- _Written request_
Return the following lines exactly as they appear, starting with the line that contains "Capture each white throw pillow with a box." and ending with the line that contains "[119,83,288,225]", with both of those lines included.

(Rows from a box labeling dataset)
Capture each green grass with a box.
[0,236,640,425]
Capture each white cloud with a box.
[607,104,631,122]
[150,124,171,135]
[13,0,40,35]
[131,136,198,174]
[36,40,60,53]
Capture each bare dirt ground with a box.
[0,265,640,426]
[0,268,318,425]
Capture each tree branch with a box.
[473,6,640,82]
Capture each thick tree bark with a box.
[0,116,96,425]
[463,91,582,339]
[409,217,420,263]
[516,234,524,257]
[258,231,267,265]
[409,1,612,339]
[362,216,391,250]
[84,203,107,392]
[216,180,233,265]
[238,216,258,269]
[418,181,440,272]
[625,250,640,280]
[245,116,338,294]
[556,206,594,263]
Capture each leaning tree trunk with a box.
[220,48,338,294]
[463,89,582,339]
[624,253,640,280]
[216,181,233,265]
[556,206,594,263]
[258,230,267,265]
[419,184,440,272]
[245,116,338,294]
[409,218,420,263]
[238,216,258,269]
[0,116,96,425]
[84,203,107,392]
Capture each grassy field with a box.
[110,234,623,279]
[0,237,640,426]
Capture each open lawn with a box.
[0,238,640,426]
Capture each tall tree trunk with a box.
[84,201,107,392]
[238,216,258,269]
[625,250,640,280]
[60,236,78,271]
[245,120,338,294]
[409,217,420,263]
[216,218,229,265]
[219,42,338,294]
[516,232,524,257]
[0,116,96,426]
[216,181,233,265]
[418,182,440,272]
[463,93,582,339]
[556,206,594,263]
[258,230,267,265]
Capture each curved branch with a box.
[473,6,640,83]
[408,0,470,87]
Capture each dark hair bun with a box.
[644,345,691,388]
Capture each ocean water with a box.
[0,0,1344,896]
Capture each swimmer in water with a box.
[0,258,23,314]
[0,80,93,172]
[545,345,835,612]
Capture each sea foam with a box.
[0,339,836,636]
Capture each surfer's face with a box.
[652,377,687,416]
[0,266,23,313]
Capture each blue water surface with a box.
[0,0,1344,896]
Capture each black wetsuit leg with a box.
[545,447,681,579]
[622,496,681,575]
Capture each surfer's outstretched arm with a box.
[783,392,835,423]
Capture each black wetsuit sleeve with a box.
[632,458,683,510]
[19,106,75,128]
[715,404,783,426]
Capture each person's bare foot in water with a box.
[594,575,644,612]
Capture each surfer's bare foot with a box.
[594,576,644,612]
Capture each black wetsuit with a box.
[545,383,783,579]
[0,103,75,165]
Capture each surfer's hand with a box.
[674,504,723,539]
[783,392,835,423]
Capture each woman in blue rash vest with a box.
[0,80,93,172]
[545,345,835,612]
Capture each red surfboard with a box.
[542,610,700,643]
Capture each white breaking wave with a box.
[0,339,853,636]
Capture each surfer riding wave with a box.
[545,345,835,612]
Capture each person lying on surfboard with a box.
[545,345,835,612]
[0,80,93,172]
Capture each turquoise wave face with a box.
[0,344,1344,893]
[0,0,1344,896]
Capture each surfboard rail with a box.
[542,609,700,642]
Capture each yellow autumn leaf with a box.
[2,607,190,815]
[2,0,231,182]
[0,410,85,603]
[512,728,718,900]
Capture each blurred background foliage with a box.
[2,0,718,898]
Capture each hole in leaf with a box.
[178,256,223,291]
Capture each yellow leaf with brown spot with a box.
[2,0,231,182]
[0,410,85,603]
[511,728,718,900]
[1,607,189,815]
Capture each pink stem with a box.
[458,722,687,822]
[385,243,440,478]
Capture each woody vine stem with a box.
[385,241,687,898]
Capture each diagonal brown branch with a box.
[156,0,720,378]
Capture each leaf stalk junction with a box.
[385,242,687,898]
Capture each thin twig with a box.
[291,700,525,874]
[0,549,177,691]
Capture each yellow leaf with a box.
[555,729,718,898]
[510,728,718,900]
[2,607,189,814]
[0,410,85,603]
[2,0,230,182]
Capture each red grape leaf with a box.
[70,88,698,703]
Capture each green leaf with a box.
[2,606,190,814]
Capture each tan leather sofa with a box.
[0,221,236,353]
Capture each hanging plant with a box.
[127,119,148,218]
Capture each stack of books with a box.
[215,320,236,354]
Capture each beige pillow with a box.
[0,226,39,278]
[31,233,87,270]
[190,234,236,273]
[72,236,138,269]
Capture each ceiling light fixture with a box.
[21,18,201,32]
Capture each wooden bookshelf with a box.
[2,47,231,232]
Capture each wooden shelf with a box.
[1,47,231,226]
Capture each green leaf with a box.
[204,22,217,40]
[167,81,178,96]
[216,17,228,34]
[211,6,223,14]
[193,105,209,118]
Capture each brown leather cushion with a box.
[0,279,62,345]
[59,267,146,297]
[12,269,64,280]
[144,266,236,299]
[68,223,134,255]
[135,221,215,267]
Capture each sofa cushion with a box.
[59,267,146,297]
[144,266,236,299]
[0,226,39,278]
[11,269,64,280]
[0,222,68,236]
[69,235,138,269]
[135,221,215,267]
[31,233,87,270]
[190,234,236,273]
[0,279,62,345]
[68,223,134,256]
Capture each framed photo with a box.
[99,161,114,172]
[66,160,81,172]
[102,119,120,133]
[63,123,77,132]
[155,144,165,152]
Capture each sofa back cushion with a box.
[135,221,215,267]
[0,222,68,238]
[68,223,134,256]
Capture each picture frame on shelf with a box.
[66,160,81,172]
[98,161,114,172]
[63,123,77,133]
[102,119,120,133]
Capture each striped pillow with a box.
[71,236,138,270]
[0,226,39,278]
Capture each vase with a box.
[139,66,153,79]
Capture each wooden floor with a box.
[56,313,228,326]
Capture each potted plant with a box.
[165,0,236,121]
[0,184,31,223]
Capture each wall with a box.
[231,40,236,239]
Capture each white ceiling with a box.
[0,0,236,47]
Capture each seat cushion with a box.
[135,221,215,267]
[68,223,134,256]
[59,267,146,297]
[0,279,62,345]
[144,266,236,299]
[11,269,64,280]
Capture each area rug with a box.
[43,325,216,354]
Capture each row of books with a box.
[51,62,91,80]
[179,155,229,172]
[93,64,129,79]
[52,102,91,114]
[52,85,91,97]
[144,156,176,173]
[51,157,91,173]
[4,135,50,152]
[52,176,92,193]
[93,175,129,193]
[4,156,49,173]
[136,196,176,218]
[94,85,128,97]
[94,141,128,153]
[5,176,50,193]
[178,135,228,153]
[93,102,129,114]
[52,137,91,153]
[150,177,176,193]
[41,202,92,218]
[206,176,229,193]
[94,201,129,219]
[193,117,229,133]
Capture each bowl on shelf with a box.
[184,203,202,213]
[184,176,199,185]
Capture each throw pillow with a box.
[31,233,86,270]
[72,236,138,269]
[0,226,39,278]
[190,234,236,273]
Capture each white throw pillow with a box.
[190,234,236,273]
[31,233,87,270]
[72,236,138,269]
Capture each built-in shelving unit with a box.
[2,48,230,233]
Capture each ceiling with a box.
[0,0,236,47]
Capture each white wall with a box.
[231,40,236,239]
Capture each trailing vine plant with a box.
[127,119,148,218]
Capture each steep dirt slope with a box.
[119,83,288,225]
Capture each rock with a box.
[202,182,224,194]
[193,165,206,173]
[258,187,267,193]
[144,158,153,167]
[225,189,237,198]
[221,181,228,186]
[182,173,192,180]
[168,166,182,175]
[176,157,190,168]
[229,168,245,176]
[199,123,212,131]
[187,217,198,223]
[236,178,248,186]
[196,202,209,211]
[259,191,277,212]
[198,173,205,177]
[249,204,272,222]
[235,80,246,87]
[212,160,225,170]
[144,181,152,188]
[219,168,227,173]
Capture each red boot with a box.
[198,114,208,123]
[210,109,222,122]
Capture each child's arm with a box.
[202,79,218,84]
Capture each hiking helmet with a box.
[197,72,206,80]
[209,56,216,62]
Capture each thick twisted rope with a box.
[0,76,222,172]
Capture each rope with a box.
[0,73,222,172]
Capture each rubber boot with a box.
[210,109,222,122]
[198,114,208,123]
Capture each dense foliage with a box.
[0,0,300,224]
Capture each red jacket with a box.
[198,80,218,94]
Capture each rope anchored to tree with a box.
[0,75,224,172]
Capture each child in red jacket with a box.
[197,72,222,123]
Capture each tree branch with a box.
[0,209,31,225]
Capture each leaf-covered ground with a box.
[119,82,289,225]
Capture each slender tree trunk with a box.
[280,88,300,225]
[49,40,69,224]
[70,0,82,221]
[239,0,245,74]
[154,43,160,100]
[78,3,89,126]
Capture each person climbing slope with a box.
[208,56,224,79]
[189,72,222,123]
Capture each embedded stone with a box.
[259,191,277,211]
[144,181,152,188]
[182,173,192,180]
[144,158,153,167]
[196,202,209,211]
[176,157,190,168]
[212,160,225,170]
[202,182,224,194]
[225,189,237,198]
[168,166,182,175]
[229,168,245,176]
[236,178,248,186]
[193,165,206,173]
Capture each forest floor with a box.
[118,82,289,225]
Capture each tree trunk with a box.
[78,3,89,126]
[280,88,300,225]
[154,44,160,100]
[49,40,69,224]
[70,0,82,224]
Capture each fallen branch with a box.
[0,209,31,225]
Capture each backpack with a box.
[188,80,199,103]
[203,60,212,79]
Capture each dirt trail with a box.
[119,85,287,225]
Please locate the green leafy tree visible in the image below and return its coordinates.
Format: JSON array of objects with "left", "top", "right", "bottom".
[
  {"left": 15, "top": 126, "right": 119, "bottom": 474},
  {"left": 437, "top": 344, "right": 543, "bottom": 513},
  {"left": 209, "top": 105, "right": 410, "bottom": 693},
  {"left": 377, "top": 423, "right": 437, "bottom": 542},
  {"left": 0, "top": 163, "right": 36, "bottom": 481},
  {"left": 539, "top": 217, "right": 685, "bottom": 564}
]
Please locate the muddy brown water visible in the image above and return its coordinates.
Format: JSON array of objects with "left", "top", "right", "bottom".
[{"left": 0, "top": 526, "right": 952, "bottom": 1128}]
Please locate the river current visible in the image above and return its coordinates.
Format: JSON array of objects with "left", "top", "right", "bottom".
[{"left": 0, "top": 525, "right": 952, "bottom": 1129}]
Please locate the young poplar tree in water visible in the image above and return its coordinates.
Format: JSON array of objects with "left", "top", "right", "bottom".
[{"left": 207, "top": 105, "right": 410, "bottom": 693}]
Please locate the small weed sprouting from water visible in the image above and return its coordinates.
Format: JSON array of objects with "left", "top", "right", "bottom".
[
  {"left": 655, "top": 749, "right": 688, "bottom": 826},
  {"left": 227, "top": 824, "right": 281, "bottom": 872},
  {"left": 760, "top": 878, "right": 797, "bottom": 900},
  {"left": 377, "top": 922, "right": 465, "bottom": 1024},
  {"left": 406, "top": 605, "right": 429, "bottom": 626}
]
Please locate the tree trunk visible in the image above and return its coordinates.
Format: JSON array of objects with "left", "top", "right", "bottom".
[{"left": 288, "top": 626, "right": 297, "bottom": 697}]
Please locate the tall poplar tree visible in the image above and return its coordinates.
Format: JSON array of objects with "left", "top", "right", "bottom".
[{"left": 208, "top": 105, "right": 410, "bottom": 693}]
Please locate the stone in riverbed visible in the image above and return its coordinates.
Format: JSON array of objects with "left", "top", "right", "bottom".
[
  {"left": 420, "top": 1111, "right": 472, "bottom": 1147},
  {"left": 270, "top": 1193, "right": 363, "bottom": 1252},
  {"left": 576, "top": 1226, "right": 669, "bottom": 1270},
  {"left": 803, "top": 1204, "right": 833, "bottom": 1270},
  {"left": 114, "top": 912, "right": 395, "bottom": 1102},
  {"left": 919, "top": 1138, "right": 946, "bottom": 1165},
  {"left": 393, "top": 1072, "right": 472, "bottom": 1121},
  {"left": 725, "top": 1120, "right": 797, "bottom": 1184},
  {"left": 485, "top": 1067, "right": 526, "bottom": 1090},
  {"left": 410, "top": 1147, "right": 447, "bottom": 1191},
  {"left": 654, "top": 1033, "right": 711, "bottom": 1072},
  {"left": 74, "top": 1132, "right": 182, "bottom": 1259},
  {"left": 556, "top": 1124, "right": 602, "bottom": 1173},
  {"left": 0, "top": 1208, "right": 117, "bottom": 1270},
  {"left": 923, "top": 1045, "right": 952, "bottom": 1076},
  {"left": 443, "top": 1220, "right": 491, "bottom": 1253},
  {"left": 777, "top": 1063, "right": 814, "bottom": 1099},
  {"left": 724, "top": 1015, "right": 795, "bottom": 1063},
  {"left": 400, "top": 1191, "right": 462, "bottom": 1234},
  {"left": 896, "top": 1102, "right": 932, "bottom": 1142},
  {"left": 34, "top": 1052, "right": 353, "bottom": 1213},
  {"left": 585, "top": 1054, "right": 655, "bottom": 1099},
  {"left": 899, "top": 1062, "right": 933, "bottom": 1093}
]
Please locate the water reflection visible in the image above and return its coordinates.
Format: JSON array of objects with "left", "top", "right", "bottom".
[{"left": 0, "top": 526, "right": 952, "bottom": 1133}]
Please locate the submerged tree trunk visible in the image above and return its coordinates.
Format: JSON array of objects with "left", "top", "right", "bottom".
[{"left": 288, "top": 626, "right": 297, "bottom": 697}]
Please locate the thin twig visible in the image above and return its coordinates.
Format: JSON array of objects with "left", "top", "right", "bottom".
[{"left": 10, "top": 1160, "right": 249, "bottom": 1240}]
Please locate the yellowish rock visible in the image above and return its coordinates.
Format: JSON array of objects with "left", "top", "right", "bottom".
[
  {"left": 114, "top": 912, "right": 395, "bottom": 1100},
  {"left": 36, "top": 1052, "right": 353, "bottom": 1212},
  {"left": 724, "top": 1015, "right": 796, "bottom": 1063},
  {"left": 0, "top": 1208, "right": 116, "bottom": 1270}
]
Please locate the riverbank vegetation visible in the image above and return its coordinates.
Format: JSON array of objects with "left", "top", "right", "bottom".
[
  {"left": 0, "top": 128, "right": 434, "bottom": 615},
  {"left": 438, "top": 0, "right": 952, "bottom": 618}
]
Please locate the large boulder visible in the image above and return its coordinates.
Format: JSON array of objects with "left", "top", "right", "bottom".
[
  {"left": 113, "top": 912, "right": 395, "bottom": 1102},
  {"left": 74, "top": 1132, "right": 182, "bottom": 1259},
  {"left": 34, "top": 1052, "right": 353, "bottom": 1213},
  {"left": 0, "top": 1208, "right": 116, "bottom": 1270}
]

- _Answer in full_
Capture each white throw pillow with a box.
[190,234,236,273]
[31,233,87,270]
[72,236,138,269]
Capture each built-in shelving unit with a box.
[2,48,230,233]
Capture each ceiling with a box.
[0,0,236,47]
Capture each white wall with a box.
[231,40,236,239]
Capture each trailing vine plant with a box.
[127,119,148,218]
Capture each steep dirt slope with a box.
[119,83,288,225]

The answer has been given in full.